Goal » Extract every entry word for word.

Material to process »
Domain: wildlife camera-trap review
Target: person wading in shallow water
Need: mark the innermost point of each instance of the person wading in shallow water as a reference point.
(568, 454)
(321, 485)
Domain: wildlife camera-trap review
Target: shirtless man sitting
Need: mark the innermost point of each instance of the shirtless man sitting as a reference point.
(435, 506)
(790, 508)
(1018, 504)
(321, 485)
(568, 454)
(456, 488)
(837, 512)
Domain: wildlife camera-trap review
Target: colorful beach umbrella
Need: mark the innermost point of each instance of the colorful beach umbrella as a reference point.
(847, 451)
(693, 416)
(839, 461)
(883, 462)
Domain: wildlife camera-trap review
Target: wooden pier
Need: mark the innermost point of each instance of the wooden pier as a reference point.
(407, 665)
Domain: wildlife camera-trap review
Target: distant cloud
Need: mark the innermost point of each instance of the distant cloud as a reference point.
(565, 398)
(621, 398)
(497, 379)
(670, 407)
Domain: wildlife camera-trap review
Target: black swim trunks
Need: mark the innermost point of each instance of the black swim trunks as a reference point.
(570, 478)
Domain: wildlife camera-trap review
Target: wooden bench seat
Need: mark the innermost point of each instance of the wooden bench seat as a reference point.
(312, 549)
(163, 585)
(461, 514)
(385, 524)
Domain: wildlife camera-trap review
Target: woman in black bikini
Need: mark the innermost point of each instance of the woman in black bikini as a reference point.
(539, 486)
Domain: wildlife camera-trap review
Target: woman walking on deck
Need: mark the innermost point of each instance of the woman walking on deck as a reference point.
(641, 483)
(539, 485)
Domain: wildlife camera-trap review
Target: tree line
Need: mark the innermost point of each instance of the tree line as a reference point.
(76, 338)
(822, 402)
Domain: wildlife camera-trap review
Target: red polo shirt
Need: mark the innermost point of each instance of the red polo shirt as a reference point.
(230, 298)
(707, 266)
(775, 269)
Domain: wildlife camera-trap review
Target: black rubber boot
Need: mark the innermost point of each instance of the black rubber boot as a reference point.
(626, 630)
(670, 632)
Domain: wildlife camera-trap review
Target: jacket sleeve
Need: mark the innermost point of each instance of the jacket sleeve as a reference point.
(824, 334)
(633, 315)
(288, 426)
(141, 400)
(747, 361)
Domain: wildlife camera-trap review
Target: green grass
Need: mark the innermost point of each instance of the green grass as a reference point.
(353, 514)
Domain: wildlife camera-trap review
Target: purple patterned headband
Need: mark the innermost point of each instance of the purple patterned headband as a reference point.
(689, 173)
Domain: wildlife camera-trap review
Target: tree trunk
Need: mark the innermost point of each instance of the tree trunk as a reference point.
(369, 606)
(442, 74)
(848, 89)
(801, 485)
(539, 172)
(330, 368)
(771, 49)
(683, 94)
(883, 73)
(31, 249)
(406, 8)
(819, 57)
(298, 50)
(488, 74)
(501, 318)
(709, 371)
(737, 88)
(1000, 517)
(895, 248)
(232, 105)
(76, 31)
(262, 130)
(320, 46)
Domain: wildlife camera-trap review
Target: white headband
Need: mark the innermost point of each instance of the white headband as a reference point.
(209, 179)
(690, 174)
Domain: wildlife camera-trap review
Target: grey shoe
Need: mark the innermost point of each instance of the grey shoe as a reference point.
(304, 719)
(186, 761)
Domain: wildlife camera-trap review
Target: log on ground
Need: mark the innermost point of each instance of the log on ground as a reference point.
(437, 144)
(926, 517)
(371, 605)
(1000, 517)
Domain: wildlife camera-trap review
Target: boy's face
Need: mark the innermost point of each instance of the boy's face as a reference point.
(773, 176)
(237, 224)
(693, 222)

Written response »
Domain: wildlife camera-trap review
Target: person wading in shallow water
Need: mark the innermost point of each instance of the person wading in shallow water as a reference point.
(568, 454)
(321, 485)
Domain: wildlife camera-trap review
Target: shirtless man sitting
Need: mark the innermost point of each instance of the shirtless man sitting as a reference point.
(435, 506)
(790, 508)
(1018, 504)
(321, 485)
(568, 454)
(456, 488)
(837, 512)
Domain: wildlife camera-trap review
Target: colorful beach umbrella
Need: mark the innermost point of each instance of the colorful beach umbrella as a reference point.
(847, 451)
(693, 416)
(839, 461)
(883, 462)
Domain: wildlife camera-trap review
Target: wooden pier
Need: mark the innermost point of each instance of the wooden pier as a reference point.
(407, 665)
Domain: wildlife camera-trap review
Target: distant cloud
Need: mark the innermost point of each instance of the distant cloud as a reference point.
(565, 398)
(621, 398)
(497, 379)
(670, 407)
Domain: wildlife camera-trap review
Target: black swim trunks
Need: mark the innermost point of each instance of the black swim trunks as a reference point.
(570, 478)
Domain: wildlife camera-trap review
Target: wooden bench seat
Need: mark the innermost point of each instance of the wooden bench seat as a reference point.
(312, 549)
(163, 585)
(461, 514)
(385, 524)
Domain: wildlife camera-trap review
Target: woman in black bikini
Need: mark the innermost point of each instance of the woman in black bikini as a reference point.
(539, 486)
Domain: wildlife camera-trap review
Target: woman walking on deck
Need: mark the innermost point of each instance of the woman walking on deck as a reference point.
(641, 483)
(539, 485)
Domain: wildlife camera-trap review
Target: tree line
Need: mark the innermost point of each instance of the tree line as a reference point.
(76, 338)
(822, 402)
Domain: wildlife camera-trap review
Target: red polo shirt
Need: mark the innermost point of each instance of the red polo shirt as a reference point.
(230, 298)
(707, 266)
(775, 269)
Domain: wildlife camera-trap review
Target: black rubber boot
Need: mark the innermost point of each instance of the black rubber boot as a reference point.
(626, 630)
(670, 632)
Domain: wildlife camera-trap review
Target: jacket sleeve
Need: mark the innermost point of each instance of the jacket sleeve as a reference point.
(824, 334)
(633, 315)
(288, 426)
(141, 400)
(747, 361)
Domain: wildlife camera-trap review
Target: green grass
Need: mark the innermost point of each instance of the green grass as a reference point.
(353, 514)
Domain: wildlife camera-trap review
Target: purple patterned headband
Need: mark the innermost point of each instance of the purple patterned headband as a reference point.
(689, 173)
Domain: wildlife camera-trap review
Target: tree trunk
Need: mark the innermost point of each instance of the tree trunk as a reference point.
(369, 606)
(442, 74)
(848, 89)
(801, 485)
(539, 172)
(330, 368)
(771, 49)
(683, 94)
(883, 73)
(31, 249)
(406, 8)
(819, 57)
(298, 50)
(488, 74)
(501, 318)
(709, 371)
(737, 88)
(1000, 517)
(895, 248)
(232, 105)
(76, 31)
(262, 130)
(320, 46)
Domain: wildlife camera-trap review
Target: white headband
Need: mark the innermost point of each instance of the white headband as a reference point.
(209, 179)
(690, 174)
Domain: wildlife camera-trap review
Target: grey shoe
Need: mark the innermost point of each instance of the grey shoe as a reference point.
(304, 719)
(186, 761)
Domain: wildlife camera-trap review
Target: log on ground
Need: mark the innermost point of each instance of the log on ground as a reference point.
(437, 144)
(926, 517)
(371, 605)
(1000, 517)
Domain: wildlife camera-trap review
Target: boy's face
Need: mark the innermost point of each instance of the boy's face as a reference point.
(773, 176)
(237, 224)
(693, 222)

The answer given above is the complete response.